====== DATASET

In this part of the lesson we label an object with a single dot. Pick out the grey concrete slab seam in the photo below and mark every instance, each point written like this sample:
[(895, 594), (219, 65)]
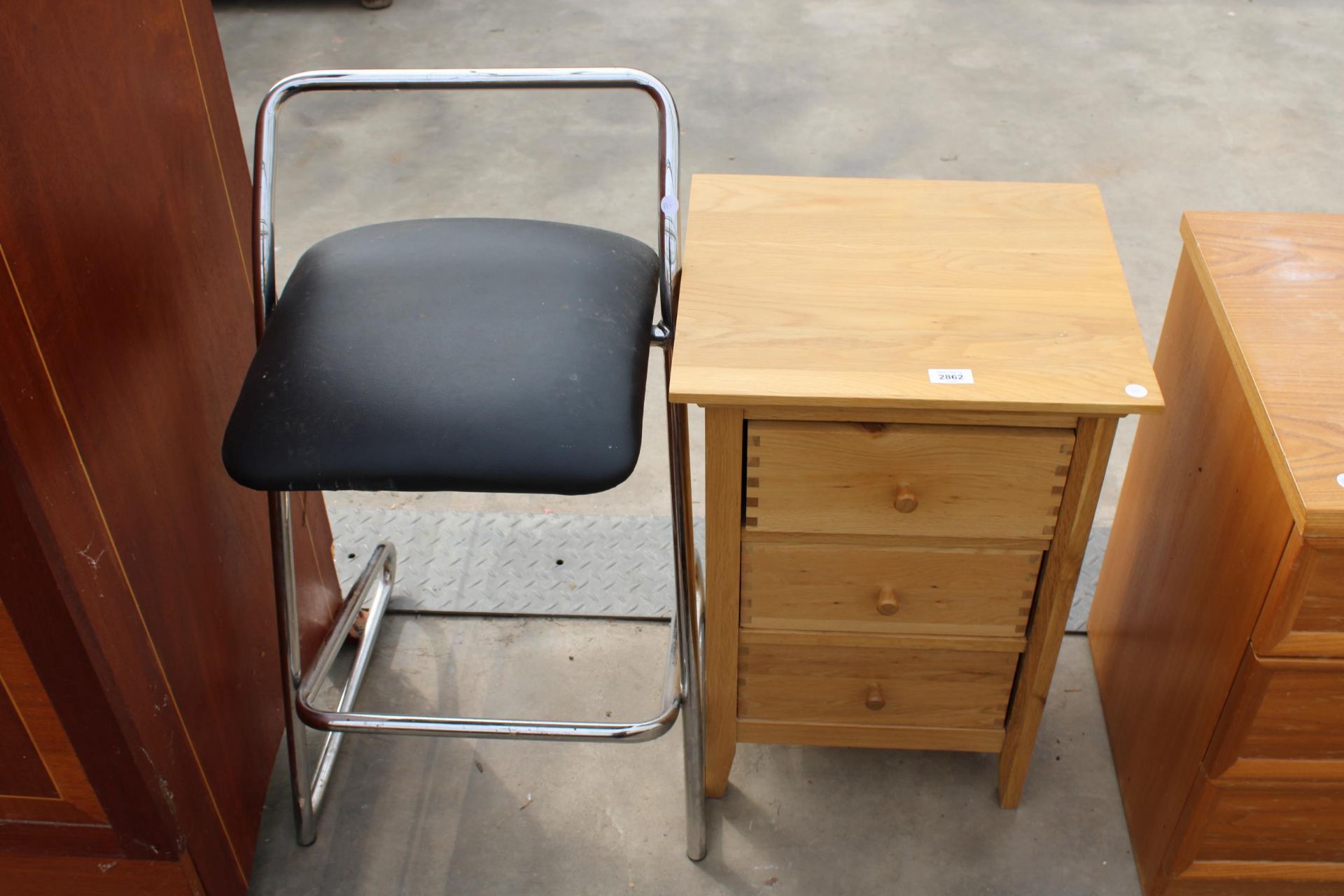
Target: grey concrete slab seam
[(517, 564)]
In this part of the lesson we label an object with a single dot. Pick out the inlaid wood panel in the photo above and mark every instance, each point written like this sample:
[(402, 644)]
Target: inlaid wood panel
[(836, 587), (41, 777), (905, 480), (125, 327)]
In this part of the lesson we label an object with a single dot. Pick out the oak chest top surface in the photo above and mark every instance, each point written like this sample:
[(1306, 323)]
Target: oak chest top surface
[(834, 292), (1276, 286)]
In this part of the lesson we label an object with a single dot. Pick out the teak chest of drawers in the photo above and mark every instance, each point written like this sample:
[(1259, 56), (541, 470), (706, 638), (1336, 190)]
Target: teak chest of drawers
[(910, 397), (1218, 626)]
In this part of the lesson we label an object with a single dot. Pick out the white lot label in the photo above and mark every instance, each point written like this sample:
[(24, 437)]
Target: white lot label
[(951, 375)]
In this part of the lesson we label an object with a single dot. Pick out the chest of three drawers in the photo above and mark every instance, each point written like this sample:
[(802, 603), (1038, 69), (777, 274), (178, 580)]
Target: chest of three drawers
[(898, 583), (910, 394)]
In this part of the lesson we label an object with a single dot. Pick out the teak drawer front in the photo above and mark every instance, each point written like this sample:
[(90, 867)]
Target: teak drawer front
[(1304, 612), (836, 682), (1261, 824), (1284, 722), (839, 587), (948, 481)]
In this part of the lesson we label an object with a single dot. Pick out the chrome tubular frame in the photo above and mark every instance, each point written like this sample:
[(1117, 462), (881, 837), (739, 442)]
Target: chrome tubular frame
[(683, 685)]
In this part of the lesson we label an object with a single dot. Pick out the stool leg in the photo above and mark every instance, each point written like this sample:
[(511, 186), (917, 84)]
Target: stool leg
[(687, 614), (290, 664)]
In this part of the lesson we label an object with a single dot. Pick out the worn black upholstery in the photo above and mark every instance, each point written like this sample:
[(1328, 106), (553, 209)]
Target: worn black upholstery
[(467, 354)]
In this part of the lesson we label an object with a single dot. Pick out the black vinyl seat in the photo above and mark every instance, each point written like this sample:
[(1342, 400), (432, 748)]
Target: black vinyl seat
[(458, 354)]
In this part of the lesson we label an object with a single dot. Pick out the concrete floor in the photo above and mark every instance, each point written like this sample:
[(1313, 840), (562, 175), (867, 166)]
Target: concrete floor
[(426, 816), (1168, 105)]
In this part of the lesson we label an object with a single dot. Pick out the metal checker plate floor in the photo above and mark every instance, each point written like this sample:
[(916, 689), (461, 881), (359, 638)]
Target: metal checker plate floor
[(517, 564)]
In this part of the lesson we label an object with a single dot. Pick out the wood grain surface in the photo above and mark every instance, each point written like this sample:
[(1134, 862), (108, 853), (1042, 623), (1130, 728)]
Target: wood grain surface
[(1304, 612), (723, 434), (125, 328), (1284, 722), (1276, 285), (830, 682), (836, 587), (1054, 597), (831, 292), (1199, 531), (846, 477)]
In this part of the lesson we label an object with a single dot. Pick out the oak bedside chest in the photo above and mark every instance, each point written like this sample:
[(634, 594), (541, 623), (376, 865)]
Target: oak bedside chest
[(910, 397), (1218, 626)]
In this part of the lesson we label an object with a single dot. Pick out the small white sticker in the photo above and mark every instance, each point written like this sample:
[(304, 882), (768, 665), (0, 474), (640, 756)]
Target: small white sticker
[(951, 375)]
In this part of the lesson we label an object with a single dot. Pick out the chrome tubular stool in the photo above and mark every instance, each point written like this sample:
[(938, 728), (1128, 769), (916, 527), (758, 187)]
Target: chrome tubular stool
[(480, 355)]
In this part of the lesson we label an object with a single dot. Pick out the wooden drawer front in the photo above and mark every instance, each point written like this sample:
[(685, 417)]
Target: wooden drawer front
[(841, 587), (953, 481), (1284, 722), (1304, 612), (1272, 824), (835, 682)]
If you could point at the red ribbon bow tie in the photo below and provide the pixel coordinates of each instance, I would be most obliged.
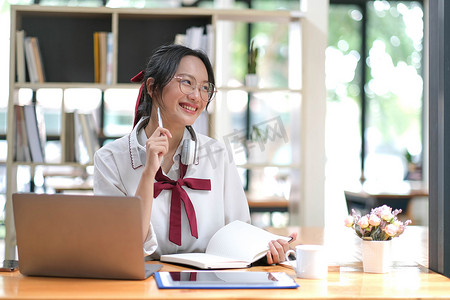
(178, 194)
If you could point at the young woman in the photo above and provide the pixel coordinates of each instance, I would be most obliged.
(179, 83)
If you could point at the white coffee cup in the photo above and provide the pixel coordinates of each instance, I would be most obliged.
(311, 261)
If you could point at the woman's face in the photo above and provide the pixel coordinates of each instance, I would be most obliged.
(179, 109)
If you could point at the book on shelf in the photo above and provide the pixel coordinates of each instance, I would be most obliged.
(21, 149)
(34, 61)
(81, 137)
(35, 131)
(88, 136)
(236, 245)
(103, 57)
(20, 56)
(198, 38)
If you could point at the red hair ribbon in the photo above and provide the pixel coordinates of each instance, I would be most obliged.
(179, 194)
(138, 78)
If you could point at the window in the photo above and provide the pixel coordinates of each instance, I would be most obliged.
(375, 91)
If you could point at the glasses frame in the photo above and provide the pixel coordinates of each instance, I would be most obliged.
(194, 86)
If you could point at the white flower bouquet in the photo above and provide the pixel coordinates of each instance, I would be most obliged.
(380, 225)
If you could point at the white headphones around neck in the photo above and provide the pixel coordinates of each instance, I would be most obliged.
(189, 149)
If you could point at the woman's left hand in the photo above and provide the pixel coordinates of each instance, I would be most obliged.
(277, 250)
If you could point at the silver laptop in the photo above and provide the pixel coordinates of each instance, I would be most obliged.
(80, 236)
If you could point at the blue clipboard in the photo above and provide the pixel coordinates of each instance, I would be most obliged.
(224, 280)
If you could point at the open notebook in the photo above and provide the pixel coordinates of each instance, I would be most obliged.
(80, 236)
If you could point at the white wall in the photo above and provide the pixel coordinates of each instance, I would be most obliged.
(310, 210)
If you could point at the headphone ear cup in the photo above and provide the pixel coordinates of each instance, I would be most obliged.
(188, 152)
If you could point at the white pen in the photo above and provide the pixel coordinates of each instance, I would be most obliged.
(159, 118)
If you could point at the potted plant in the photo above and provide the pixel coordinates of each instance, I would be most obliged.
(376, 230)
(251, 79)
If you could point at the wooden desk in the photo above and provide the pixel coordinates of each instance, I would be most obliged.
(407, 280)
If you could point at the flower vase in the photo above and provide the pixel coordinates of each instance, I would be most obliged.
(376, 256)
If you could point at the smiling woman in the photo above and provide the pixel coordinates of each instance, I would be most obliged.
(177, 85)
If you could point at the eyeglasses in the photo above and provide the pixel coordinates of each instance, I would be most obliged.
(188, 84)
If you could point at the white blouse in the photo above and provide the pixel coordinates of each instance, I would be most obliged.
(118, 169)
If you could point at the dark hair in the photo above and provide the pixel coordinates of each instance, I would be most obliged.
(162, 66)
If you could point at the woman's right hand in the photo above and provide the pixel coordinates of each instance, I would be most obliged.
(157, 145)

============

> _REQUIREMENTS_:
Retype the records above word for word, from their first line through the line with "[(898, 583), (910, 394)]", both lines included. Leave the pictures out.

> _THE RESPONSE_:
In this part of the lesson we label an object with a single dot. Pick out the grey concrete slab seam in the photo below and mark every instance, each point written like this sample:
[(895, 594), (219, 65)]
Target: grey concrete slab seam
[(517, 564)]
In this part of the lesson we label an object with a single dot. Pick out the inlaid wood panel in the photo above and mark every instance, each point written like this sample:
[(402, 644)]
Target: inlaid wood panel
[(836, 587), (41, 777), (905, 480), (125, 327)]
In this part of the lesson we label an object with a single dot. Pick out the oak chest top surface in the photo above and mark every instance, each point written like this sample:
[(1306, 323)]
Target: oak chest top surface
[(834, 292), (1276, 286)]
In this part of the lesson we label an object with a single dot. Pick out the teak chest of drawers in the photo above and mark every instance, each point written like this sample:
[(1259, 56), (541, 470), (706, 638), (1336, 190)]
Target: teak chest of drawers
[(910, 397), (1218, 626)]
In this part of the lesson we label an object with a single dot. Pick out the white lot label in the photo above and mark every instance, each point written like this sample:
[(24, 437)]
Target: white lot label
[(951, 375)]
In this part of the lesson we label an object with a single dot. Pick out the chest of three drawers in the photo above and mark every instance, each point written like this sample:
[(802, 603), (1038, 69), (777, 274), (178, 580)]
Target: chest of three drawers
[(898, 583), (910, 394)]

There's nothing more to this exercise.